Exercise brief: Please filter the data below down to the lines holding the string "white".

Extracted data:
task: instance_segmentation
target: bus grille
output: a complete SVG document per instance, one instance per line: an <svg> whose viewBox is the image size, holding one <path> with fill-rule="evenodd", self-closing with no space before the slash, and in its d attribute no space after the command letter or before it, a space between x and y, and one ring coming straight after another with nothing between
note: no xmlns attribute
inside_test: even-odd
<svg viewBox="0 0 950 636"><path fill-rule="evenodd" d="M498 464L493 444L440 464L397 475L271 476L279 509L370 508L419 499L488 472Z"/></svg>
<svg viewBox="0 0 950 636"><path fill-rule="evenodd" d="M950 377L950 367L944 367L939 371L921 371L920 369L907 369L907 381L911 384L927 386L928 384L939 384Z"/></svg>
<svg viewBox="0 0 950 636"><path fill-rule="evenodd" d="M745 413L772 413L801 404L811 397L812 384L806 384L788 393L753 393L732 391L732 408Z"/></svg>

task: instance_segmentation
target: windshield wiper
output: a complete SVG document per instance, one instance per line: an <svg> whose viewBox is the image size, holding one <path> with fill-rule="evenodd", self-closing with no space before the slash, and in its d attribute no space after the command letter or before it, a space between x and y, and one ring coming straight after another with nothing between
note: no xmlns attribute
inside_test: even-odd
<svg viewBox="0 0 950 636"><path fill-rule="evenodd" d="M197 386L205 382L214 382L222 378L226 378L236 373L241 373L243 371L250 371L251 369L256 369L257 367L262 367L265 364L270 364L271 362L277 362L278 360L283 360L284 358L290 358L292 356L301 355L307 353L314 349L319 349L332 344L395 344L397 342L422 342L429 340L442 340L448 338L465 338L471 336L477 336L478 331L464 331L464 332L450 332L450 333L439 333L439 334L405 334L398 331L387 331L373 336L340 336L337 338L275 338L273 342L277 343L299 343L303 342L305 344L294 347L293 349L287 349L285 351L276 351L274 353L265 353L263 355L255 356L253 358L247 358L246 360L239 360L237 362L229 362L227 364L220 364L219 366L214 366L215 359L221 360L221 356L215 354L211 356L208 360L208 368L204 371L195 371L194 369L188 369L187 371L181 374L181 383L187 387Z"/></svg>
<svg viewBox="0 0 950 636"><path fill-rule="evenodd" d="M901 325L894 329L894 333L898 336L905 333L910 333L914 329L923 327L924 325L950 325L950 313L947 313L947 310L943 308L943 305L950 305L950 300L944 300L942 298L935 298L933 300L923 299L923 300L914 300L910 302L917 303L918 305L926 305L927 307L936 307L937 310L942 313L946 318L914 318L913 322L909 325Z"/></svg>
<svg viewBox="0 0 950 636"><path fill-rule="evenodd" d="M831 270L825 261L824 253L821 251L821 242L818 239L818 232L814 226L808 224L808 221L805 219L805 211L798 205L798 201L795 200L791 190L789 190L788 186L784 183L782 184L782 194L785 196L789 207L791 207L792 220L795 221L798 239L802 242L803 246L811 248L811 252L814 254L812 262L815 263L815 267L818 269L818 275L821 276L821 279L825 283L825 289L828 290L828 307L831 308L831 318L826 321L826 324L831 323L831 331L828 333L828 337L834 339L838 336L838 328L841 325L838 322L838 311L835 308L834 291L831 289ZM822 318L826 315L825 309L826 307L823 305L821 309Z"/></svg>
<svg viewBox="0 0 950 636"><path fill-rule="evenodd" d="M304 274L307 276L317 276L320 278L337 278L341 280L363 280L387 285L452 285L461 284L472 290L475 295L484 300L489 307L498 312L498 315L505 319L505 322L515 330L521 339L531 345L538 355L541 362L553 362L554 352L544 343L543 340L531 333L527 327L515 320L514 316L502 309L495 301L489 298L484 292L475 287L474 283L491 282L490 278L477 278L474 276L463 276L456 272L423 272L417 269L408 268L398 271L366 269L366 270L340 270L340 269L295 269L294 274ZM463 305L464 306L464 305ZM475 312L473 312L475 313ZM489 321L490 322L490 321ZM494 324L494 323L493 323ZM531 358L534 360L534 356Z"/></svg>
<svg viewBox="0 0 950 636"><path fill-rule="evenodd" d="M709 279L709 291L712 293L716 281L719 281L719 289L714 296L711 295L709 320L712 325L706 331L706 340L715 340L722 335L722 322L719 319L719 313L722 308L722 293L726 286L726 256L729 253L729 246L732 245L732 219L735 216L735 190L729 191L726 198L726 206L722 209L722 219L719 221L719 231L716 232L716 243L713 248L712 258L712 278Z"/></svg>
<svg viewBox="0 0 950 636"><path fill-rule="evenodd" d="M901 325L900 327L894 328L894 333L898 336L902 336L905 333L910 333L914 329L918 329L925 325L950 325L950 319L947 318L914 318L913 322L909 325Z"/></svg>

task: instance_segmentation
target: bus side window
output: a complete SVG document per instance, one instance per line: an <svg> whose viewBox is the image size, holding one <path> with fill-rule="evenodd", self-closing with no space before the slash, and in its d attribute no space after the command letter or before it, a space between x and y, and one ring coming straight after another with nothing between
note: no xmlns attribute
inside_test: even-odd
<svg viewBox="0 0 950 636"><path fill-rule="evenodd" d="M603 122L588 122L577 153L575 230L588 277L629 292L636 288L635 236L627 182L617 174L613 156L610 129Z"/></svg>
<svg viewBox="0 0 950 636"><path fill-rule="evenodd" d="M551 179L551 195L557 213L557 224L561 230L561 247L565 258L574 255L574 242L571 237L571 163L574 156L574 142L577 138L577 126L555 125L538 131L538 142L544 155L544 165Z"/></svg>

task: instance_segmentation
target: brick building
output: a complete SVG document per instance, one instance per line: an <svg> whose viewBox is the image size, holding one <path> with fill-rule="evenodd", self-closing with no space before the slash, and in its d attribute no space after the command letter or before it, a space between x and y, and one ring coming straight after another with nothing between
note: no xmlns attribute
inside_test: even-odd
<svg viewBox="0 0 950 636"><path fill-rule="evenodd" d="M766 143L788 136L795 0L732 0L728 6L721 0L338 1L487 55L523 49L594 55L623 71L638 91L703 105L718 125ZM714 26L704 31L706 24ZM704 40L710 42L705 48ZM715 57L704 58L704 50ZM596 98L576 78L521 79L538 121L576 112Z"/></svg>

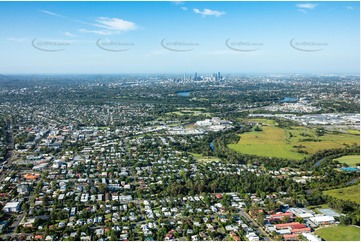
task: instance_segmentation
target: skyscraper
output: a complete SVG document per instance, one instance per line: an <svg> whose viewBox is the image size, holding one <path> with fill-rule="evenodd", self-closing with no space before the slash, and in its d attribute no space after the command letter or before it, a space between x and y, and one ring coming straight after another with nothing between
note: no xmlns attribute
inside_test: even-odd
<svg viewBox="0 0 361 242"><path fill-rule="evenodd" d="M213 77L213 81L217 81L217 74L216 73L213 73L213 75L212 75L212 77Z"/></svg>

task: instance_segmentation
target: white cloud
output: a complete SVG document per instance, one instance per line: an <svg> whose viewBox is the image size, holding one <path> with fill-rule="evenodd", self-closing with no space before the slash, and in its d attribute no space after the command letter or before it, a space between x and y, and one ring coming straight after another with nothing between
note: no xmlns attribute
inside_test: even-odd
<svg viewBox="0 0 361 242"><path fill-rule="evenodd" d="M187 10L188 10L187 7L181 7L181 9L184 10L184 11L187 11Z"/></svg>
<svg viewBox="0 0 361 242"><path fill-rule="evenodd" d="M296 4L297 8L302 8L302 9L314 9L317 6L316 3L300 3L300 4Z"/></svg>
<svg viewBox="0 0 361 242"><path fill-rule="evenodd" d="M182 5L184 4L183 1L172 1L175 5Z"/></svg>
<svg viewBox="0 0 361 242"><path fill-rule="evenodd" d="M77 20L77 19L72 19L72 18L69 18L69 17L67 17L67 16L64 16L64 15L61 15L61 14L58 14L58 13L54 13L54 12L51 12L51 11L48 11L48 10L39 10L39 12L42 12L42 13L45 13L45 14L48 14L48 15L51 15L51 16L63 18L63 19L66 19L66 20L68 20L68 21L72 21L72 22L76 22L76 23L80 23L80 24L87 24L87 25L89 25L89 23L87 23L87 22L84 22L84 21L81 21L81 20Z"/></svg>
<svg viewBox="0 0 361 242"><path fill-rule="evenodd" d="M48 15L52 15L52 16L56 16L56 17L61 17L61 18L66 18L65 16L63 16L63 15L61 15L61 14L57 14L57 13L50 12L50 11L47 11L47 10L39 10L39 11L42 12L42 13L48 14Z"/></svg>
<svg viewBox="0 0 361 242"><path fill-rule="evenodd" d="M203 17L205 16L222 16L223 14L226 14L225 12L217 11L217 10L211 10L211 9L203 9L203 11L199 10L198 8L193 8L193 11L196 14L201 14Z"/></svg>
<svg viewBox="0 0 361 242"><path fill-rule="evenodd" d="M346 9L347 9L347 10L354 10L354 7L347 6Z"/></svg>
<svg viewBox="0 0 361 242"><path fill-rule="evenodd" d="M113 34L112 31L108 31L108 30L79 29L79 32L84 33L84 34L97 34L97 35L111 35L111 34Z"/></svg>
<svg viewBox="0 0 361 242"><path fill-rule="evenodd" d="M100 29L79 29L80 33L93 33L93 34L98 34L98 35L111 35L111 34L116 34L116 33L121 33L121 32L126 32L126 31L130 31L130 30L136 30L138 28L138 26L130 21L126 21L124 19L120 19L120 18L107 18L107 17L99 17L95 20L95 23L87 23L81 20L76 20L76 19L70 19L66 16L48 11L48 10L39 10L42 13L51 15L51 16L56 16L56 17L61 17L64 18L66 20L69 21L73 21L73 22L77 22L77 23L81 23L81 24L86 24L86 25L90 25L90 26L95 26L98 27ZM68 37L73 37L74 35L70 32L65 32L64 33L65 36Z"/></svg>
<svg viewBox="0 0 361 242"><path fill-rule="evenodd" d="M135 23L119 18L101 17L98 18L96 22L100 24L94 24L94 26L112 31L129 31L136 30L138 28Z"/></svg>
<svg viewBox="0 0 361 242"><path fill-rule="evenodd" d="M97 34L97 35L112 35L112 34L119 34L121 32L138 29L138 26L135 23L119 18L101 17L96 19L95 21L96 23L92 25L100 29L95 29L95 30L79 29L79 32Z"/></svg>

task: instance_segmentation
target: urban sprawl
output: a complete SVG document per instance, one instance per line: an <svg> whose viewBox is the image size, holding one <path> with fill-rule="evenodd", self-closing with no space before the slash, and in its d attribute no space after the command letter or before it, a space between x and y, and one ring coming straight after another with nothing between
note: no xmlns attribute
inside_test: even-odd
<svg viewBox="0 0 361 242"><path fill-rule="evenodd" d="M359 82L0 76L0 239L358 240Z"/></svg>

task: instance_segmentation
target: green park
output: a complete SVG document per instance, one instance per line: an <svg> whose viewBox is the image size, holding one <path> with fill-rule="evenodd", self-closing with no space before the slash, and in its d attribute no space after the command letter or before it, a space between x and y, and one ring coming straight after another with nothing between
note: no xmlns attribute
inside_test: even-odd
<svg viewBox="0 0 361 242"><path fill-rule="evenodd" d="M360 184L333 189L323 192L325 195L329 195L341 200L350 200L352 202L360 204Z"/></svg>
<svg viewBox="0 0 361 242"><path fill-rule="evenodd" d="M330 226L317 229L315 234L326 241L360 241L360 228L356 226Z"/></svg>
<svg viewBox="0 0 361 242"><path fill-rule="evenodd" d="M253 130L240 135L236 144L228 147L240 153L265 157L300 160L320 150L360 144L359 135L325 131L320 135L315 127L278 127L275 120L249 119Z"/></svg>

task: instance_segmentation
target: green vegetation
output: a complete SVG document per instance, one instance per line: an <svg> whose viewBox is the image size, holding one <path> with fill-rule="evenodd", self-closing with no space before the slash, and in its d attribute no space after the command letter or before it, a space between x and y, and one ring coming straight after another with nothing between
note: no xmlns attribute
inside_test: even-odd
<svg viewBox="0 0 361 242"><path fill-rule="evenodd" d="M293 152L292 145L286 142L284 130L275 126L263 126L262 131L252 131L240 136L240 141L229 147L241 153L290 159L302 159L305 156Z"/></svg>
<svg viewBox="0 0 361 242"><path fill-rule="evenodd" d="M238 152L265 157L300 160L320 150L342 148L360 143L359 137L351 134L327 133L319 129L302 126L278 127L274 120L250 119L249 122L261 123L261 130L255 129L240 135L236 144L228 147Z"/></svg>
<svg viewBox="0 0 361 242"><path fill-rule="evenodd" d="M326 241L360 240L360 228L356 226L331 226L317 229L315 234Z"/></svg>
<svg viewBox="0 0 361 242"><path fill-rule="evenodd" d="M340 162L341 164L345 163L349 166L356 166L356 164L360 164L359 155L345 155L340 158L336 158L334 160Z"/></svg>
<svg viewBox="0 0 361 242"><path fill-rule="evenodd" d="M214 156L204 156L198 153L189 153L191 154L198 162L211 162L215 160L219 160L217 157Z"/></svg>
<svg viewBox="0 0 361 242"><path fill-rule="evenodd" d="M316 206L308 206L307 208L308 208L308 209L330 208L330 206L328 206L327 203L323 203L323 204L316 205Z"/></svg>
<svg viewBox="0 0 361 242"><path fill-rule="evenodd" d="M346 131L347 131L347 133L349 133L349 134L360 135L360 130L348 129L348 130L346 130Z"/></svg>
<svg viewBox="0 0 361 242"><path fill-rule="evenodd" d="M110 126L103 126L103 127L98 127L100 130L107 130L110 128Z"/></svg>
<svg viewBox="0 0 361 242"><path fill-rule="evenodd" d="M324 191L323 194L341 200L349 200L360 204L360 184L334 190Z"/></svg>

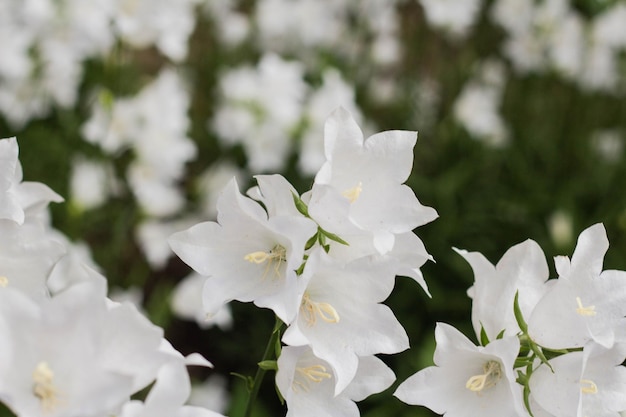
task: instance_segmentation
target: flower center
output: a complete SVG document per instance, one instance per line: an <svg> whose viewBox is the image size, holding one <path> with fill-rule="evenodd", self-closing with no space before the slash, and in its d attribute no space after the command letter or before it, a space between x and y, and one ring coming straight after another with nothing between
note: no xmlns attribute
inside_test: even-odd
<svg viewBox="0 0 626 417"><path fill-rule="evenodd" d="M359 181L356 186L344 191L341 195L350 200L351 203L354 203L361 195L361 191L363 191L363 183Z"/></svg>
<svg viewBox="0 0 626 417"><path fill-rule="evenodd" d="M580 314L581 316L595 316L596 313L596 306L587 306L587 307L583 307L583 302L580 300L580 297L576 297L576 303L578 304L578 308L576 309L576 312L578 314Z"/></svg>
<svg viewBox="0 0 626 417"><path fill-rule="evenodd" d="M326 367L322 365L311 365L304 368L296 367L296 378L291 386L295 392L302 389L304 392L309 391L311 382L320 383L324 379L330 379L332 375L326 372Z"/></svg>
<svg viewBox="0 0 626 417"><path fill-rule="evenodd" d="M581 379L580 380L580 391L583 394L597 394L598 386L595 382L590 379Z"/></svg>
<svg viewBox="0 0 626 417"><path fill-rule="evenodd" d="M484 374L471 376L465 383L465 388L477 393L491 388L502 378L500 362L488 361L483 365Z"/></svg>
<svg viewBox="0 0 626 417"><path fill-rule="evenodd" d="M274 270L274 278L280 278L280 267L283 262L287 261L287 250L280 245L276 245L267 252L251 252L244 256L243 259L257 265L267 263L263 272L263 279L265 279L270 269Z"/></svg>
<svg viewBox="0 0 626 417"><path fill-rule="evenodd" d="M0 275L0 287L4 288L9 285L9 279L4 275Z"/></svg>
<svg viewBox="0 0 626 417"><path fill-rule="evenodd" d="M54 372L48 362L39 362L33 371L33 394L41 401L43 411L50 412L59 404Z"/></svg>
<svg viewBox="0 0 626 417"><path fill-rule="evenodd" d="M315 325L318 316L326 323L339 323L339 314L333 306L313 301L307 293L302 296L300 311L309 327Z"/></svg>

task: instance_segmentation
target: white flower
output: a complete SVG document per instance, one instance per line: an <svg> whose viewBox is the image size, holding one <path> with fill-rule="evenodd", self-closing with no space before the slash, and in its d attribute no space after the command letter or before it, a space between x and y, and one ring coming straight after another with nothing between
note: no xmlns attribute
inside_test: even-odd
<svg viewBox="0 0 626 417"><path fill-rule="evenodd" d="M0 396L17 415L111 414L154 379L162 330L130 305L107 306L101 282L37 305L0 292Z"/></svg>
<svg viewBox="0 0 626 417"><path fill-rule="evenodd" d="M426 20L451 37L465 37L482 6L481 0L419 0Z"/></svg>
<svg viewBox="0 0 626 417"><path fill-rule="evenodd" d="M610 348L624 339L626 272L602 272L608 245L604 226L596 224L580 234L571 262L556 258L559 279L528 319L528 334L536 343L567 349L593 340Z"/></svg>
<svg viewBox="0 0 626 417"><path fill-rule="evenodd" d="M554 417L617 416L626 409L624 346L591 343L550 360L530 377L532 398Z"/></svg>
<svg viewBox="0 0 626 417"><path fill-rule="evenodd" d="M474 285L468 290L472 298L472 325L480 337L481 328L489 340L501 331L516 335L520 329L513 314L513 300L518 294L519 307L529 317L545 294L548 263L539 245L527 240L510 248L494 267L482 254L457 250L474 271Z"/></svg>
<svg viewBox="0 0 626 417"><path fill-rule="evenodd" d="M349 220L373 234L376 249L385 254L394 245L394 235L406 233L434 220L437 213L422 206L413 190L403 185L413 165L415 132L386 131L367 139L350 113L339 108L324 129L326 163L315 177L329 187L330 198L349 203ZM393 204L387 202L393 201ZM324 227L324 218L335 217L328 206L312 201L311 216ZM315 213L315 214L314 214ZM331 228L327 229L330 231ZM335 232L335 231L333 231Z"/></svg>
<svg viewBox="0 0 626 417"><path fill-rule="evenodd" d="M315 223L303 216L273 216L242 196L233 179L218 202L218 223L199 223L175 233L174 252L198 273L208 276L204 306L216 313L231 300L254 301L285 322L298 309L296 273Z"/></svg>
<svg viewBox="0 0 626 417"><path fill-rule="evenodd" d="M336 394L330 365L308 346L286 346L278 358L276 386L287 402L287 417L358 417L354 401L388 388L395 375L375 356L359 358L351 384Z"/></svg>
<svg viewBox="0 0 626 417"><path fill-rule="evenodd" d="M322 250L309 255L300 280L308 280L298 316L285 331L288 345L308 344L330 364L335 393L357 372L359 356L397 353L408 337L391 309L381 304L391 293L394 274L388 265L368 259L342 264Z"/></svg>
<svg viewBox="0 0 626 417"><path fill-rule="evenodd" d="M90 210L104 204L113 192L114 177L106 163L75 158L70 177L72 203L82 210Z"/></svg>
<svg viewBox="0 0 626 417"><path fill-rule="evenodd" d="M435 339L435 366L400 384L396 397L446 417L528 416L513 372L516 336L476 347L454 327L438 323Z"/></svg>

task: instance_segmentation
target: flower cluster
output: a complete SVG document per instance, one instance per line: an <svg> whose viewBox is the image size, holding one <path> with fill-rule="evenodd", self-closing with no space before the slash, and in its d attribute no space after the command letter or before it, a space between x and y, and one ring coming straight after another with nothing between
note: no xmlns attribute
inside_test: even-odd
<svg viewBox="0 0 626 417"><path fill-rule="evenodd" d="M447 416L618 416L626 410L626 272L602 270L601 224L583 231L571 260L548 279L527 240L496 266L458 250L474 270L472 324L481 346L438 324L435 365L396 396ZM450 401L455 398L455 401Z"/></svg>
<svg viewBox="0 0 626 417"><path fill-rule="evenodd" d="M61 197L22 181L15 138L0 140L0 398L19 416L197 416L183 357L48 225ZM133 394L153 381L145 401Z"/></svg>
<svg viewBox="0 0 626 417"><path fill-rule="evenodd" d="M244 196L233 179L217 222L169 239L207 277L207 315L232 300L253 302L280 319L275 333L286 327L287 346L262 365L277 369L288 416L358 415L354 401L395 379L374 355L407 349L408 337L381 303L396 275L426 290L419 268L430 256L413 229L437 216L403 184L416 139L387 131L364 140L339 108L326 122L326 162L311 190L299 195L284 177L259 175Z"/></svg>

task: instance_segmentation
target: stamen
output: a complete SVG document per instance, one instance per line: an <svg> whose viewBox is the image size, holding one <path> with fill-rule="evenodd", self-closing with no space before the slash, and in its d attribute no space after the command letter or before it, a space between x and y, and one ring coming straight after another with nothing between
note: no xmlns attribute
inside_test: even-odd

Response to the exercise:
target: white cloud
target: white flower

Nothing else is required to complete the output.